[[ EXTRACTED DATA, beginning ]]

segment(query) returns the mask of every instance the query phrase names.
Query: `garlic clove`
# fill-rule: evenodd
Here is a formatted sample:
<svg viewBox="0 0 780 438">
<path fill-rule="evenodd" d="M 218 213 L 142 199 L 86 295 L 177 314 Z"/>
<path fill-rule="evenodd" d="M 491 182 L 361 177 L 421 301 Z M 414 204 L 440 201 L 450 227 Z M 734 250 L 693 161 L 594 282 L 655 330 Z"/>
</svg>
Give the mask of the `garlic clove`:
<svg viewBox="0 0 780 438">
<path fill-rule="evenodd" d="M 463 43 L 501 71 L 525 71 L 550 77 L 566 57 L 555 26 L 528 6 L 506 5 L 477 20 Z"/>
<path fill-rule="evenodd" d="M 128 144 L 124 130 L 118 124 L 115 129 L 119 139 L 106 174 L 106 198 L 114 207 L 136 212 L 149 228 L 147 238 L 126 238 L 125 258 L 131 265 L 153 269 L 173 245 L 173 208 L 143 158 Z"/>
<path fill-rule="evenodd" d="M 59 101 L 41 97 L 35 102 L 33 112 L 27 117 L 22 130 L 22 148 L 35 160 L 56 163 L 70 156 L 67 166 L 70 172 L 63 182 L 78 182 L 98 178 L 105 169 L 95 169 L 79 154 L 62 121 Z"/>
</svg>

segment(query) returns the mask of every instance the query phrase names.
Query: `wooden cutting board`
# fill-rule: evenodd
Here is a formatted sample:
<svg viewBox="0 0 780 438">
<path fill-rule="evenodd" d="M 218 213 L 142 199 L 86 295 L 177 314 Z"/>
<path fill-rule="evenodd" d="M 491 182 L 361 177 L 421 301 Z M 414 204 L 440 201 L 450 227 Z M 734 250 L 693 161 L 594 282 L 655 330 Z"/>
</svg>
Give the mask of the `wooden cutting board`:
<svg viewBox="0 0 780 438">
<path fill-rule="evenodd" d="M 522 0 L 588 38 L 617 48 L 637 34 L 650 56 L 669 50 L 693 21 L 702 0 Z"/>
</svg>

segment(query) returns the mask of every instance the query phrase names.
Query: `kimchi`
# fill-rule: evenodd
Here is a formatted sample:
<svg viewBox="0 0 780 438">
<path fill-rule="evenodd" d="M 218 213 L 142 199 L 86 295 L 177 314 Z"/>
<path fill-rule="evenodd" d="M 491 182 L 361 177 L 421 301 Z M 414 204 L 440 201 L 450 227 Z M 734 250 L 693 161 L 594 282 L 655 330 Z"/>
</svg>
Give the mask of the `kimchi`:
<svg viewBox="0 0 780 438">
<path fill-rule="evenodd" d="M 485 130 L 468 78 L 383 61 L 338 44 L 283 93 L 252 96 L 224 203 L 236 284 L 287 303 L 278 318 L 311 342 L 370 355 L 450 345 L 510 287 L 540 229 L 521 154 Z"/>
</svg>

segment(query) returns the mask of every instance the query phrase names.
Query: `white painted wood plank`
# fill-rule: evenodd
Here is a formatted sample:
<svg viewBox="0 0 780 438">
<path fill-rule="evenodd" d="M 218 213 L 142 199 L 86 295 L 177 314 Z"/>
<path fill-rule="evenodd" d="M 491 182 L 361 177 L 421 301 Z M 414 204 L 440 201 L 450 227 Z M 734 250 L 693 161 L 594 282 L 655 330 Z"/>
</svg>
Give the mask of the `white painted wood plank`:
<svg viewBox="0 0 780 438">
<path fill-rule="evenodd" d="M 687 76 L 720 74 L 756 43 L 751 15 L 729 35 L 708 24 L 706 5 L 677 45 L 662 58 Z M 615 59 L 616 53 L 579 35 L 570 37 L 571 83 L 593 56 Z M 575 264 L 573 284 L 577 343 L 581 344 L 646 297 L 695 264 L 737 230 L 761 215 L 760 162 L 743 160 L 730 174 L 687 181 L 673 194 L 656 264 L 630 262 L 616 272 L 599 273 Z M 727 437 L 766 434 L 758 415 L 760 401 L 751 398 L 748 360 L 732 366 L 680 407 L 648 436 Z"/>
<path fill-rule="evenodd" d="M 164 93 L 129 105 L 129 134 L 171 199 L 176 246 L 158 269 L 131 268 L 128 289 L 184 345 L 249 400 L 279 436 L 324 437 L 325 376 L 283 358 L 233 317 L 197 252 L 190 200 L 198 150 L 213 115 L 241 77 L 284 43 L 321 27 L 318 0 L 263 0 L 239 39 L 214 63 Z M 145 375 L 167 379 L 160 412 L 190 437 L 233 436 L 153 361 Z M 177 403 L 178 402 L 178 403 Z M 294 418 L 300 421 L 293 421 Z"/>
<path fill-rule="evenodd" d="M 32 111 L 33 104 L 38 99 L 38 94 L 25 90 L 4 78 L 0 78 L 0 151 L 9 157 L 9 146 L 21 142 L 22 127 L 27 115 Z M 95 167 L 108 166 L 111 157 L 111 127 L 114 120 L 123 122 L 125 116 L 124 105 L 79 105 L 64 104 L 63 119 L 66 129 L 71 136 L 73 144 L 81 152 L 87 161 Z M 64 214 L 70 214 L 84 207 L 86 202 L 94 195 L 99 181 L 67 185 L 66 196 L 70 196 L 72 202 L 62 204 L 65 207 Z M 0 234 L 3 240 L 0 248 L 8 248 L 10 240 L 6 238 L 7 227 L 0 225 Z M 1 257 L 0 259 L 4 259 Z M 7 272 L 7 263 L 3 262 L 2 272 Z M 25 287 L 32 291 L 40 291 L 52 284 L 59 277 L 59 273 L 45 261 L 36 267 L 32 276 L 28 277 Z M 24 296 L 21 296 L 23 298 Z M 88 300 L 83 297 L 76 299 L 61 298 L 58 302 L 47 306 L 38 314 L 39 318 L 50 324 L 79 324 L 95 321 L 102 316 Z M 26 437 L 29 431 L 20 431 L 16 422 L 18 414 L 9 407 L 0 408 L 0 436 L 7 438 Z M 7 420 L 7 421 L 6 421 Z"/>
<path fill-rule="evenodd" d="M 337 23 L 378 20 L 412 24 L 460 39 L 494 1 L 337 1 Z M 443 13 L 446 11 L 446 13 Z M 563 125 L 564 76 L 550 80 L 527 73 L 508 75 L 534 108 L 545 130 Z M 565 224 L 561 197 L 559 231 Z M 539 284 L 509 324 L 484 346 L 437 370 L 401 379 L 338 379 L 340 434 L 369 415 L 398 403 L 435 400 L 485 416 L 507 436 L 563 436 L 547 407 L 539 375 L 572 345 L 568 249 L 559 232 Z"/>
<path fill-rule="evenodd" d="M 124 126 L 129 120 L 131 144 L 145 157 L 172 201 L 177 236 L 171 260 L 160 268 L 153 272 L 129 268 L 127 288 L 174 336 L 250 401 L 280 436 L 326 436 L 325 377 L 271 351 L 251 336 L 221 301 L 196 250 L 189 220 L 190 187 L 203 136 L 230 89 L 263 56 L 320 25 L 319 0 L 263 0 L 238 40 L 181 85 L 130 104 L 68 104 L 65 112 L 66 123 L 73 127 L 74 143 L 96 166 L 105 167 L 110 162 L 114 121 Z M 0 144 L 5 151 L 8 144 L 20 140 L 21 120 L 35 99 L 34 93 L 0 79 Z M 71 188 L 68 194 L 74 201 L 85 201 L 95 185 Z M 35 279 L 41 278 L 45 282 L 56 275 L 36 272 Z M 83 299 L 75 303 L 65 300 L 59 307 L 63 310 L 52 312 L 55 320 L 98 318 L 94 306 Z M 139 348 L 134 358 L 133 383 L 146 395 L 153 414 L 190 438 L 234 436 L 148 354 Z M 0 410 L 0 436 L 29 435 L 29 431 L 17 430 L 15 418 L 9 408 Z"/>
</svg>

[[ EXTRACTED DATA, end ]]

Once more, write out all the data above exactly as given.

segment(query) returns the mask of every instance the query phrase names.
Query: `garlic clove`
# fill-rule: evenodd
Here is a formatted sample:
<svg viewBox="0 0 780 438">
<path fill-rule="evenodd" d="M 218 213 L 142 199 L 86 295 L 177 314 Z"/>
<path fill-rule="evenodd" d="M 491 182 L 361 177 L 421 301 Z M 414 204 L 440 201 L 450 227 Z M 734 250 L 693 161 L 594 282 L 655 330 Z"/>
</svg>
Give the mask of the `garlic clove`:
<svg viewBox="0 0 780 438">
<path fill-rule="evenodd" d="M 463 43 L 501 71 L 525 71 L 550 77 L 566 57 L 555 26 L 528 6 L 506 5 L 477 20 Z"/>
<path fill-rule="evenodd" d="M 128 144 L 124 130 L 118 124 L 115 129 L 119 139 L 106 174 L 106 198 L 114 207 L 136 212 L 149 228 L 147 238 L 126 238 L 125 258 L 131 265 L 153 269 L 173 245 L 173 208 L 143 158 Z"/>
<path fill-rule="evenodd" d="M 59 101 L 41 97 L 35 102 L 33 112 L 27 117 L 22 130 L 22 148 L 35 160 L 56 163 L 70 156 L 67 166 L 70 172 L 63 182 L 78 182 L 98 178 L 105 169 L 95 169 L 79 154 L 62 121 Z"/>
</svg>

segment(query) returns the mask of every instance the query phrase names.
Query: `wooden cutting board`
# fill-rule: evenodd
Here is a formatted sample:
<svg viewBox="0 0 780 438">
<path fill-rule="evenodd" d="M 218 213 L 142 199 L 86 295 L 177 314 Z"/>
<path fill-rule="evenodd" d="M 491 182 L 361 177 L 421 301 Z M 414 204 L 440 201 L 450 227 Z M 734 250 L 693 161 L 594 282 L 655 330 Z"/>
</svg>
Give the mask of the `wooden cutting board`:
<svg viewBox="0 0 780 438">
<path fill-rule="evenodd" d="M 522 0 L 588 38 L 617 48 L 637 34 L 650 56 L 669 50 L 693 21 L 702 0 Z"/>
</svg>

segment(query) returns the mask of every instance the query phrase names.
Query: `kimchi`
# fill-rule: evenodd
Here is a formatted sample:
<svg viewBox="0 0 780 438">
<path fill-rule="evenodd" d="M 218 213 L 142 199 L 86 295 L 177 314 Z"/>
<path fill-rule="evenodd" d="M 491 182 L 361 177 L 421 301 Z M 414 204 L 440 201 L 450 227 Z M 734 250 L 693 161 L 594 282 L 655 330 Z"/>
</svg>
Give the mask of the `kimchi`:
<svg viewBox="0 0 780 438">
<path fill-rule="evenodd" d="M 485 130 L 468 78 L 383 61 L 338 44 L 283 93 L 252 96 L 224 203 L 236 284 L 287 303 L 278 318 L 311 342 L 370 355 L 450 345 L 510 287 L 540 229 L 521 154 Z"/>
</svg>

segment(query) returns the mask of every instance the query phrase names.
Query: `white painted wood plank`
# fill-rule: evenodd
Here is a formatted sample:
<svg viewBox="0 0 780 438">
<path fill-rule="evenodd" d="M 218 213 L 142 199 L 86 295 L 177 314 Z"/>
<path fill-rule="evenodd" d="M 491 182 L 361 177 L 421 301 Z M 414 204 L 440 201 L 450 227 Z M 734 250 L 693 161 L 594 282 L 655 330 Z"/>
</svg>
Give the mask of the `white painted wood plank`:
<svg viewBox="0 0 780 438">
<path fill-rule="evenodd" d="M 687 76 L 720 74 L 756 43 L 751 15 L 729 35 L 708 24 L 706 5 L 677 45 L 662 58 Z M 615 59 L 616 53 L 579 35 L 570 37 L 571 83 L 593 56 Z M 575 264 L 573 284 L 577 343 L 581 344 L 646 297 L 695 264 L 737 230 L 761 215 L 760 162 L 743 160 L 730 174 L 687 181 L 673 194 L 656 264 L 630 262 L 616 272 L 599 273 Z M 727 437 L 766 434 L 758 415 L 760 401 L 751 398 L 748 360 L 732 366 L 680 407 L 648 436 Z"/>
<path fill-rule="evenodd" d="M 164 93 L 129 105 L 129 134 L 171 199 L 176 246 L 158 269 L 131 268 L 128 289 L 184 345 L 249 400 L 279 436 L 324 437 L 325 376 L 283 358 L 233 317 L 197 252 L 190 200 L 198 150 L 213 115 L 241 77 L 284 43 L 321 27 L 318 0 L 263 0 L 239 39 L 214 63 Z M 145 375 L 167 379 L 160 412 L 190 437 L 233 436 L 153 361 Z M 177 403 L 178 402 L 178 403 Z M 294 418 L 300 421 L 293 421 Z"/>
<path fill-rule="evenodd" d="M 32 111 L 33 104 L 38 99 L 38 94 L 25 90 L 4 78 L 0 78 L 0 151 L 9 157 L 9 146 L 21 142 L 22 127 L 27 115 Z M 95 167 L 108 166 L 111 157 L 111 127 L 114 120 L 123 122 L 125 116 L 124 105 L 79 105 L 64 104 L 63 119 L 66 129 L 71 136 L 73 144 L 81 152 L 87 161 Z M 64 214 L 70 214 L 84 207 L 86 202 L 94 195 L 99 181 L 67 185 L 66 196 L 70 196 L 72 202 L 62 204 L 65 207 Z M 0 234 L 3 240 L 0 248 L 8 248 L 10 240 L 6 238 L 7 227 L 0 225 Z M 1 257 L 0 259 L 4 259 Z M 7 272 L 7 263 L 3 262 L 2 272 Z M 25 287 L 32 291 L 40 291 L 52 284 L 59 277 L 59 273 L 45 261 L 36 267 L 32 276 L 28 277 Z M 24 296 L 21 296 L 23 298 Z M 88 300 L 83 297 L 76 299 L 61 298 L 58 302 L 47 306 L 38 314 L 39 318 L 50 324 L 79 324 L 95 321 L 102 316 Z M 26 437 L 29 431 L 20 431 L 16 422 L 18 414 L 9 407 L 0 408 L 0 436 L 7 438 Z M 7 420 L 7 421 L 6 421 Z"/>
<path fill-rule="evenodd" d="M 337 23 L 378 20 L 412 24 L 460 39 L 494 1 L 337 1 Z M 443 13 L 446 11 L 446 13 Z M 563 125 L 564 76 L 550 80 L 527 73 L 508 75 L 534 108 L 545 130 Z M 565 224 L 561 197 L 559 231 Z M 539 284 L 509 324 L 484 346 L 437 370 L 401 379 L 338 379 L 340 434 L 369 415 L 398 403 L 435 400 L 485 416 L 507 436 L 563 436 L 547 407 L 539 375 L 572 345 L 568 249 L 559 232 Z"/>
<path fill-rule="evenodd" d="M 124 126 L 129 120 L 131 144 L 145 157 L 172 201 L 177 236 L 171 260 L 160 268 L 153 272 L 129 268 L 127 288 L 174 336 L 250 401 L 280 436 L 326 436 L 325 377 L 271 351 L 251 336 L 221 301 L 196 250 L 189 220 L 190 187 L 203 136 L 230 89 L 263 56 L 320 25 L 319 0 L 263 0 L 238 40 L 181 85 L 130 104 L 68 104 L 65 112 L 66 123 L 73 127 L 74 143 L 96 166 L 105 167 L 110 162 L 114 121 Z M 0 144 L 5 151 L 8 144 L 20 140 L 21 120 L 35 99 L 34 93 L 0 79 Z M 71 188 L 68 194 L 74 201 L 85 201 L 95 185 Z M 35 279 L 41 278 L 45 282 L 56 275 L 36 272 Z M 83 299 L 75 303 L 65 300 L 59 307 L 63 310 L 52 312 L 55 320 L 98 318 L 94 306 Z M 139 348 L 134 358 L 133 383 L 146 395 L 153 414 L 190 438 L 234 436 L 148 354 Z M 0 410 L 0 436 L 29 435 L 29 431 L 17 430 L 15 418 L 9 408 Z"/>
</svg>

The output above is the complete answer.